# Your task
Could you write out again the part of the records that opens with the line containing "headboard in the photo above." and closes with the line containing "pixel 521 272", substituting "output line" for "result line" and leaving everything else unchanged?

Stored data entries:
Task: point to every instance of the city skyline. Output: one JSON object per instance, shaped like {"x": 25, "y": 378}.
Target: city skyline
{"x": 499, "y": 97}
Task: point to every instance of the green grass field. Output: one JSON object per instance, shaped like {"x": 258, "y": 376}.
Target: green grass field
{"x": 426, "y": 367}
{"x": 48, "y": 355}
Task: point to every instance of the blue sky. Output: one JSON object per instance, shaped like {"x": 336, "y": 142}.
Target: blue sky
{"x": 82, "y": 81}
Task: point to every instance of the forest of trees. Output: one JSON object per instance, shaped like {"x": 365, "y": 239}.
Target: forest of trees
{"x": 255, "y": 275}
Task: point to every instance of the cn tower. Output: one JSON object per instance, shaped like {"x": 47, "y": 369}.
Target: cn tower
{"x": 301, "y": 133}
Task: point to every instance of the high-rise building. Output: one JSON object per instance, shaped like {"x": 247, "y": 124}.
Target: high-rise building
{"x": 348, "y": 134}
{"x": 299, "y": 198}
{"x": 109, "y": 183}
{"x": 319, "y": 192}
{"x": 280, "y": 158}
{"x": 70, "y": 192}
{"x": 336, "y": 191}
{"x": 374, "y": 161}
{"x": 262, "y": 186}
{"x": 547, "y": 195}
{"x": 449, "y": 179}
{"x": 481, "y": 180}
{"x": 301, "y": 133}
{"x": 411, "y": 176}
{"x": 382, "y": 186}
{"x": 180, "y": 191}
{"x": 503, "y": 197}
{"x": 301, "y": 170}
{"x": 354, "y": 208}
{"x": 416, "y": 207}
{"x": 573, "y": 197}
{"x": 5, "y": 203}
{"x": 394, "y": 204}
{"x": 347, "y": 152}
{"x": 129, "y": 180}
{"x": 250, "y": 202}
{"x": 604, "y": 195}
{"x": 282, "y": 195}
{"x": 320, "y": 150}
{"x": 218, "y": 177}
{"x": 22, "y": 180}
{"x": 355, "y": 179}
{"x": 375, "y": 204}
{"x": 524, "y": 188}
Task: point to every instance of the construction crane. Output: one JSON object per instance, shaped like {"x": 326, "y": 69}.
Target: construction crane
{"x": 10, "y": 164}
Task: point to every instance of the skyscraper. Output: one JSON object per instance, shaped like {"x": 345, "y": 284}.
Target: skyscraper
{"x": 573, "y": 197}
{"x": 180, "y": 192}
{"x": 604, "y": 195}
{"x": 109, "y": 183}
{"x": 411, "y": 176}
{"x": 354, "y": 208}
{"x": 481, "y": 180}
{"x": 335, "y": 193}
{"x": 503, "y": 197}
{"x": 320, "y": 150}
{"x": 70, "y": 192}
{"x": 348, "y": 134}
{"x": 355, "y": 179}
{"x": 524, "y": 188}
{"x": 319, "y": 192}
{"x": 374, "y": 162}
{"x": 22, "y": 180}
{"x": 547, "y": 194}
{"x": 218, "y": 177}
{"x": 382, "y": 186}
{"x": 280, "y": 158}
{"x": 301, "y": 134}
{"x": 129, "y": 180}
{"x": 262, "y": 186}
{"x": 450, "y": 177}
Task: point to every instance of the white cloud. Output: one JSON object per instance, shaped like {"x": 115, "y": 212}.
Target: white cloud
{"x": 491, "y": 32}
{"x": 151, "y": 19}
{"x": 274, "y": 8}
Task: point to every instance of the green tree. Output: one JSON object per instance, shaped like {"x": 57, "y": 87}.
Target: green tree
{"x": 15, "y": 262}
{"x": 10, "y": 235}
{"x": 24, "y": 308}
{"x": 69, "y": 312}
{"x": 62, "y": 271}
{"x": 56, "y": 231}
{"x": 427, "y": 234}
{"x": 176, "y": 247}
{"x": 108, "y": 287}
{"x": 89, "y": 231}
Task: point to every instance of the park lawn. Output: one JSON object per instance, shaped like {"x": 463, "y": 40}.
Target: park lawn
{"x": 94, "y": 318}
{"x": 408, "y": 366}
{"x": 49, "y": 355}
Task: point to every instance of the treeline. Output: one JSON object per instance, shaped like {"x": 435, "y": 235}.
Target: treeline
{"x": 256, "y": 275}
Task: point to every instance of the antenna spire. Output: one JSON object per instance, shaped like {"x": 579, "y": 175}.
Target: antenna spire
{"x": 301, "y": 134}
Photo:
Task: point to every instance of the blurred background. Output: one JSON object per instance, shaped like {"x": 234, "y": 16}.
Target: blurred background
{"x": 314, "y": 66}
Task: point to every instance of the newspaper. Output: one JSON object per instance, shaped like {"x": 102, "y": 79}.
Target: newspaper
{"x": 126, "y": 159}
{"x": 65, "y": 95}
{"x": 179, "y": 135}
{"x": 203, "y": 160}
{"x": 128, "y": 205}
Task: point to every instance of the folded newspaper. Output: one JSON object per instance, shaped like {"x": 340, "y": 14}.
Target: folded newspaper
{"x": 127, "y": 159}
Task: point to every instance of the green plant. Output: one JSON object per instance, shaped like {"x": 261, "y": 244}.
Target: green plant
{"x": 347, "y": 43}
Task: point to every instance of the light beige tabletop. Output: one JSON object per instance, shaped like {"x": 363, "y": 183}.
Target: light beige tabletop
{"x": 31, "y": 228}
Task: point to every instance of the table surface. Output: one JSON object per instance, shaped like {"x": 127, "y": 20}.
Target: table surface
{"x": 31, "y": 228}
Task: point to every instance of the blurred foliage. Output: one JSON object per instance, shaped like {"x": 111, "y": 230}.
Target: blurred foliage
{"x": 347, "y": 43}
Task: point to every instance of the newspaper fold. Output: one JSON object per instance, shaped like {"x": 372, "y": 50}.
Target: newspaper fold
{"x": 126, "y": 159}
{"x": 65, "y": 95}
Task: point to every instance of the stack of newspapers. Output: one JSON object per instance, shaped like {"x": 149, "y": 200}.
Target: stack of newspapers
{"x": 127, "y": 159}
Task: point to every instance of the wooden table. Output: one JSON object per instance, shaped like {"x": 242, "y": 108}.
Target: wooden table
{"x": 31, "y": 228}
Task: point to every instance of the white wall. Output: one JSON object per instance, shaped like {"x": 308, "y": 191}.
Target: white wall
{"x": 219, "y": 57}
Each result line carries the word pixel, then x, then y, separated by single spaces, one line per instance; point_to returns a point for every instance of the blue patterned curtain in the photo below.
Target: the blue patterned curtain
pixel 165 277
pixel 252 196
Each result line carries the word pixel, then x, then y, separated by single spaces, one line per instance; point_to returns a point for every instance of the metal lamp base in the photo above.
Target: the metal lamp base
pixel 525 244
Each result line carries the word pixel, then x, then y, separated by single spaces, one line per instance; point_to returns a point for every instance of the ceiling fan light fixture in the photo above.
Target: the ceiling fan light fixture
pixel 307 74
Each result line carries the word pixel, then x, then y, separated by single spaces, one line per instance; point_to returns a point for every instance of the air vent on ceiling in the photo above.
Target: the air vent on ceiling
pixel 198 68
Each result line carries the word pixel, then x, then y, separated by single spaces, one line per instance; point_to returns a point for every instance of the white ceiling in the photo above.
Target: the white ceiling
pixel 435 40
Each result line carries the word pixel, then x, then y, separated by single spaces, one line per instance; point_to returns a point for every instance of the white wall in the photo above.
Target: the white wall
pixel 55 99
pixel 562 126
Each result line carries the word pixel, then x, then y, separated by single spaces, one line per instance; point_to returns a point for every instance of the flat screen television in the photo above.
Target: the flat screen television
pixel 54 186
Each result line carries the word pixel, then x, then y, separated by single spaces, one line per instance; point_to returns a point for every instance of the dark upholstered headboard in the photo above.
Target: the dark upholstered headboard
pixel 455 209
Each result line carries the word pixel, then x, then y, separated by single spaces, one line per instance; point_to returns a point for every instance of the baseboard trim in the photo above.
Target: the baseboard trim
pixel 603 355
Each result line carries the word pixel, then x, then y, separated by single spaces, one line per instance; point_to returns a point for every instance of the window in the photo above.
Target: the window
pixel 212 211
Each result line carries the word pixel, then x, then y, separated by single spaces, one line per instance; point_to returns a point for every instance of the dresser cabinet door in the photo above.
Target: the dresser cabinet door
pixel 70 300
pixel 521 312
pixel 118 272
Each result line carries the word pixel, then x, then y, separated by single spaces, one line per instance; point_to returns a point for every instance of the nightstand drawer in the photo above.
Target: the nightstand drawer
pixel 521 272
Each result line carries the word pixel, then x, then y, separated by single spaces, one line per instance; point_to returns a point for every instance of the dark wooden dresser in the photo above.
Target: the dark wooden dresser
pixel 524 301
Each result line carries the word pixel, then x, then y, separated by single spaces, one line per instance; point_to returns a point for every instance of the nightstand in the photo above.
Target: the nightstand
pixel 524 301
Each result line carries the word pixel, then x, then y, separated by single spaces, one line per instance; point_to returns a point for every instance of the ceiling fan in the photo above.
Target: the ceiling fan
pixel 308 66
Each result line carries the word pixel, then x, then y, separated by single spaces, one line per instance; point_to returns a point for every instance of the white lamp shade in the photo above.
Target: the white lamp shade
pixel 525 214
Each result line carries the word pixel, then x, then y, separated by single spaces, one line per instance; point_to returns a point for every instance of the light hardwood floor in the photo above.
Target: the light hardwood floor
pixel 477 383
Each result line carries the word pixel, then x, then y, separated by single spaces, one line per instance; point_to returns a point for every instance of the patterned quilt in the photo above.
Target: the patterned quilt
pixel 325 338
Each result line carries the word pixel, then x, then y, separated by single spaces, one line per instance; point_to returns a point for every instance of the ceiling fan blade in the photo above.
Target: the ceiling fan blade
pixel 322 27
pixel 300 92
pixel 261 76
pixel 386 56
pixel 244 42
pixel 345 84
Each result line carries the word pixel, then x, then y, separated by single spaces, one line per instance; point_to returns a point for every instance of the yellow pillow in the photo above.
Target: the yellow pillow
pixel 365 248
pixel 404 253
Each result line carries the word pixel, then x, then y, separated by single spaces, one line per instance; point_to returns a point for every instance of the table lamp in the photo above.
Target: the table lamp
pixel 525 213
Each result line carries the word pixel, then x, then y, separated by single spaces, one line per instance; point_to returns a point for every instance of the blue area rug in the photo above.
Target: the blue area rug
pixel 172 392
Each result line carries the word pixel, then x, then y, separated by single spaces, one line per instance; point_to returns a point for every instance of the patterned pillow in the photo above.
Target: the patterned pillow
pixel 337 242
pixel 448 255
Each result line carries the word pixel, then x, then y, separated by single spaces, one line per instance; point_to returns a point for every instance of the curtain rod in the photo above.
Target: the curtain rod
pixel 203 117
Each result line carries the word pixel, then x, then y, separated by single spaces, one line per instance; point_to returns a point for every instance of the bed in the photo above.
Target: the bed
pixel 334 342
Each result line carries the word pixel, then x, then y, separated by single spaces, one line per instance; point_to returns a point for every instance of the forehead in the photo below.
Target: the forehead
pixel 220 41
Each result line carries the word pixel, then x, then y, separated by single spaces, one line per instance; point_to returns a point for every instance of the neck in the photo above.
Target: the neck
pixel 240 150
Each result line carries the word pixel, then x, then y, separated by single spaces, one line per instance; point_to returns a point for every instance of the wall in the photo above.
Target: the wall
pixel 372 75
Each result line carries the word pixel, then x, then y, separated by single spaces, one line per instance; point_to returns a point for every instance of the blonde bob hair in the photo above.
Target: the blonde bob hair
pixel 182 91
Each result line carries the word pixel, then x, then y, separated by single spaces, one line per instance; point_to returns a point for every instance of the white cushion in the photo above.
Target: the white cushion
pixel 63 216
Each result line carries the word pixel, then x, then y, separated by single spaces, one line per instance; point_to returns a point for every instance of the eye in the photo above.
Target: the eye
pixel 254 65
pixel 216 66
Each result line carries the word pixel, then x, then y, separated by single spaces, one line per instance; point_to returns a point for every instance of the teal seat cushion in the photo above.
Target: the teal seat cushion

# Exercise solution
Each output line carries the word pixel, then x, then y, separated by single spaces, one line per instance; point_to returns a point for every instance of the dark upholstered headboard in the photo above.
Target: the dark upholstered headboard
pixel 455 209
Each output line carries the word pixel, then x, then y, separated by single spaces, one line per instance; point_to returns a point for every instance of the baseboard trim in the photo above.
Target: the baseboard trim
pixel 603 355
Each output line carries the word pixel, then x, then y, separated by single spaces, one line per instance; point_to returns a point for every instance of the window in the photo above.
Target: the window
pixel 212 211
Each output line carries the word pixel, then x, then y, separated by single spaces, one line per instance; point_to returns a point for every instance of the dresser cabinet door in the photo above.
Target: the dresser cabinet door
pixel 70 300
pixel 521 312
pixel 118 272
Each output line carries the word pixel, then x, then y, separated by single spaces, one line per instance; point_to returns a point for every instance of the nightstand drawer in the photo above.
Target: the nightstand drawer
pixel 521 272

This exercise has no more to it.